> **Materials provided**:
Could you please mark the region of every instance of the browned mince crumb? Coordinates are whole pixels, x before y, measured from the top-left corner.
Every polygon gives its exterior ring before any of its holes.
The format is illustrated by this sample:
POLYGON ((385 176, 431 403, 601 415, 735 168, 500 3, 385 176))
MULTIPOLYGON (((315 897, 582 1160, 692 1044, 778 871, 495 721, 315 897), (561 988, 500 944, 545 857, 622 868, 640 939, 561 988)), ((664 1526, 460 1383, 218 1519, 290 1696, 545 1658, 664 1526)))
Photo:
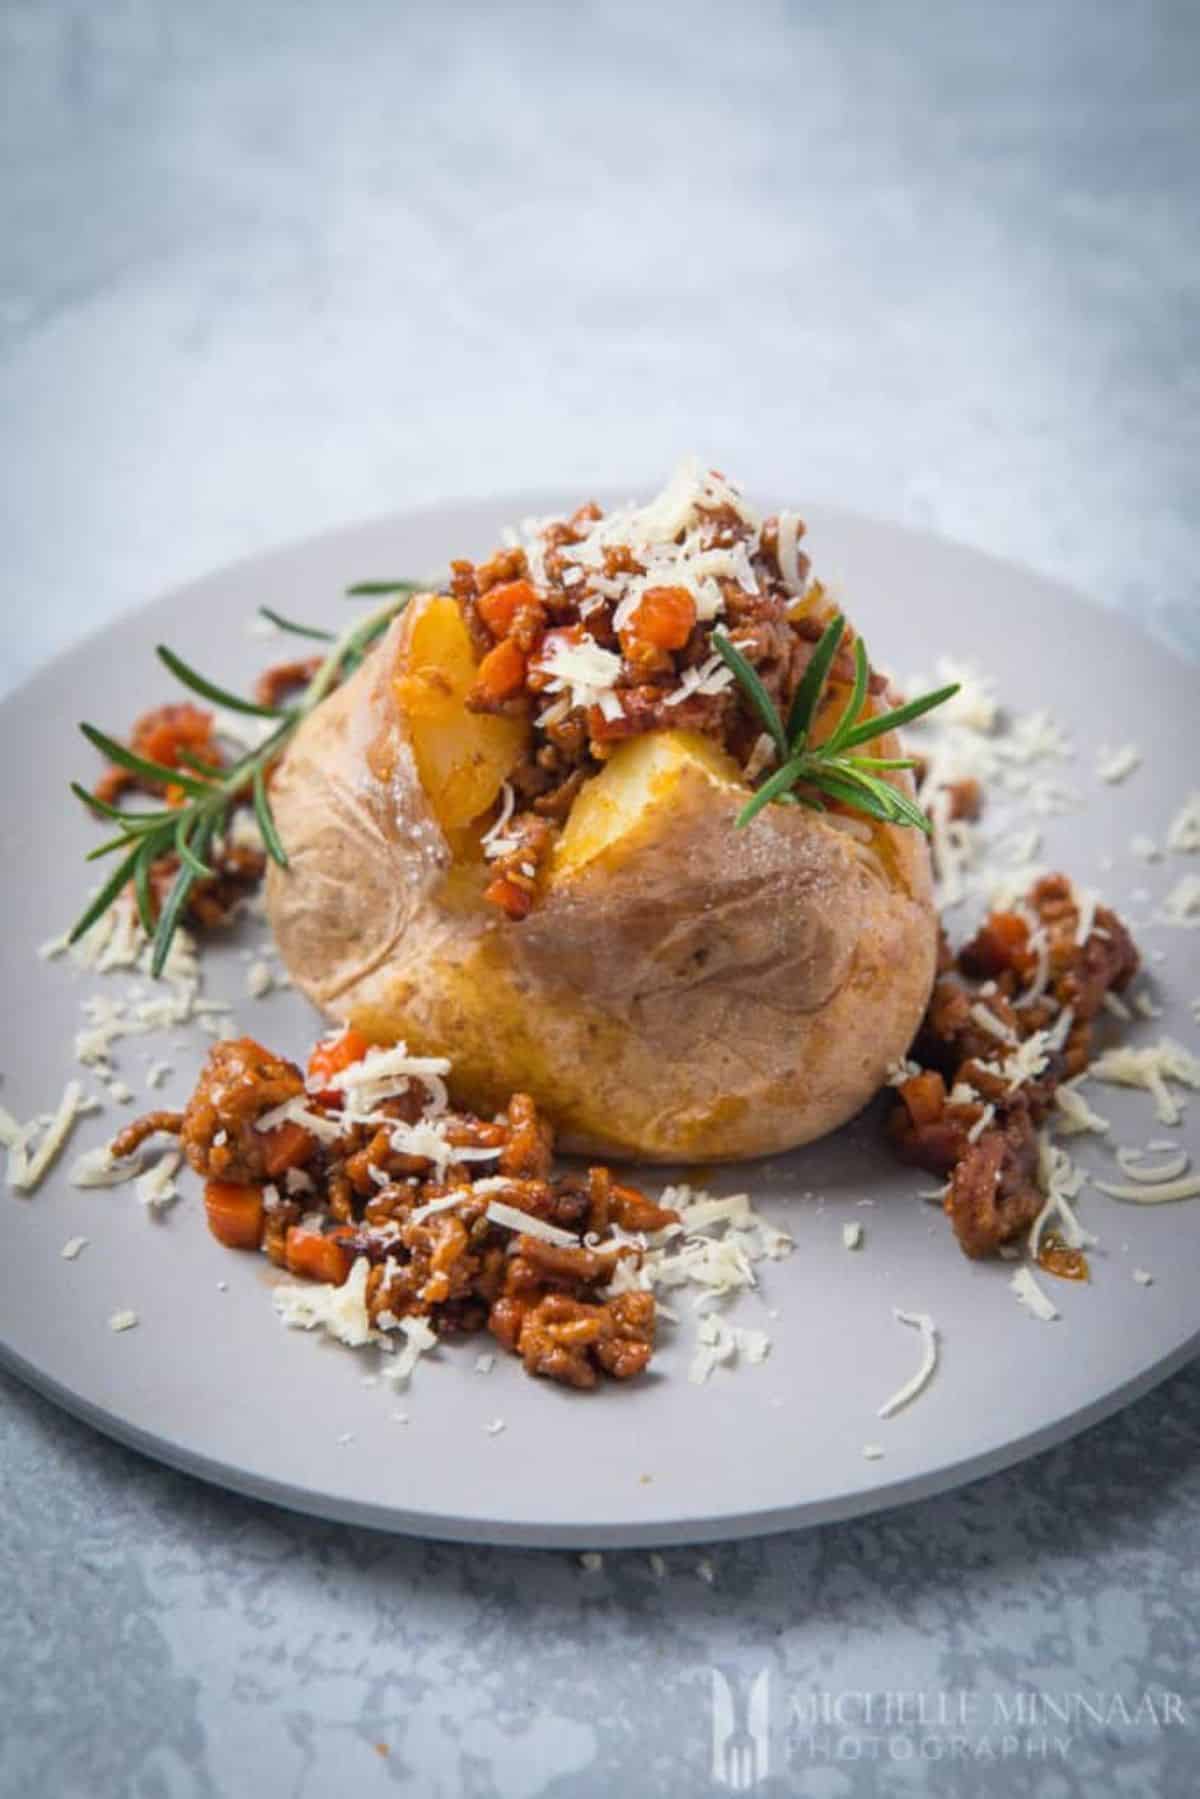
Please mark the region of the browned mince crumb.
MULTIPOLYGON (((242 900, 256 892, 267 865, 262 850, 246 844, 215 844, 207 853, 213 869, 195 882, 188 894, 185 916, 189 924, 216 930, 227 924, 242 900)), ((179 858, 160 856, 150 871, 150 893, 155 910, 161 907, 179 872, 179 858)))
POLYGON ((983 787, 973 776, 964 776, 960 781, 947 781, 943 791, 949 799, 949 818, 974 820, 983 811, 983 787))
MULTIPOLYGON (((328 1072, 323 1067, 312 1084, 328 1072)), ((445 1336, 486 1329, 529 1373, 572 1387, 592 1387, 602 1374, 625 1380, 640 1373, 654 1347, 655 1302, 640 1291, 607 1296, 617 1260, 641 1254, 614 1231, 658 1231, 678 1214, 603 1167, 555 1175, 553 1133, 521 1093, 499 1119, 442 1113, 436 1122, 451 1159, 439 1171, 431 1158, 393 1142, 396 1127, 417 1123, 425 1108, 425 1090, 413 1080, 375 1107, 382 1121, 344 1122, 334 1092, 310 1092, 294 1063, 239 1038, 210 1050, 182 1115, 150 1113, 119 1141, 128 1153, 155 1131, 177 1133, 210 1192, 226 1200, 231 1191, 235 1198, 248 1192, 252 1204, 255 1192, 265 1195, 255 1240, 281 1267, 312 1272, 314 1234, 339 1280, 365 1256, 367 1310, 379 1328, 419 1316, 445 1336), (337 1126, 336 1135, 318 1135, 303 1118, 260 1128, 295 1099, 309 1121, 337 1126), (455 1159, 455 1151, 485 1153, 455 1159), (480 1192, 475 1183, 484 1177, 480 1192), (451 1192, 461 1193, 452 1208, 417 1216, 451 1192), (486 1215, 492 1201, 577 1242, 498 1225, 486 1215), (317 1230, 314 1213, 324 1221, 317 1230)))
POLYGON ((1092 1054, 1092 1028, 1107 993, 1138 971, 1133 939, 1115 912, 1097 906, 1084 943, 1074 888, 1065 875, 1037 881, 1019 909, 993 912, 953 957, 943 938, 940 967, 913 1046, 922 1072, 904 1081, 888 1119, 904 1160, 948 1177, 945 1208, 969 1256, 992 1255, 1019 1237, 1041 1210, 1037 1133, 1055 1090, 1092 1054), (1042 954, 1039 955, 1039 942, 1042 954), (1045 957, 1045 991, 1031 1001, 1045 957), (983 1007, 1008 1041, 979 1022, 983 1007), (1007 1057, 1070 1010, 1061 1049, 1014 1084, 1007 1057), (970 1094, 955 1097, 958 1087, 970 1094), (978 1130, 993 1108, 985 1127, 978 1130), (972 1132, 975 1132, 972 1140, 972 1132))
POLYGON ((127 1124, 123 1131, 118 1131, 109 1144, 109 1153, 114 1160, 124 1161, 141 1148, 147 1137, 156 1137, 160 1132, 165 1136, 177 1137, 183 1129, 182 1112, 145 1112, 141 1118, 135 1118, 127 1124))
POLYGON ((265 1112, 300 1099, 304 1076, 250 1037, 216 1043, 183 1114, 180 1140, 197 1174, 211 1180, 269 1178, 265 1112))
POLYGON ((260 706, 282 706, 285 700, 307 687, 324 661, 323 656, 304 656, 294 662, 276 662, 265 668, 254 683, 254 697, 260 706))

> **Task to complete**:
Each line of the data in which the string "before" appears needs to be copied.

> **Output of the task**:
Could you please mark the region of every instance of the browned mince crumb? Coordinates are whole pixels, x before y, measured from the top-left corner.
Every polygon gives its exterior ring before any of its holes.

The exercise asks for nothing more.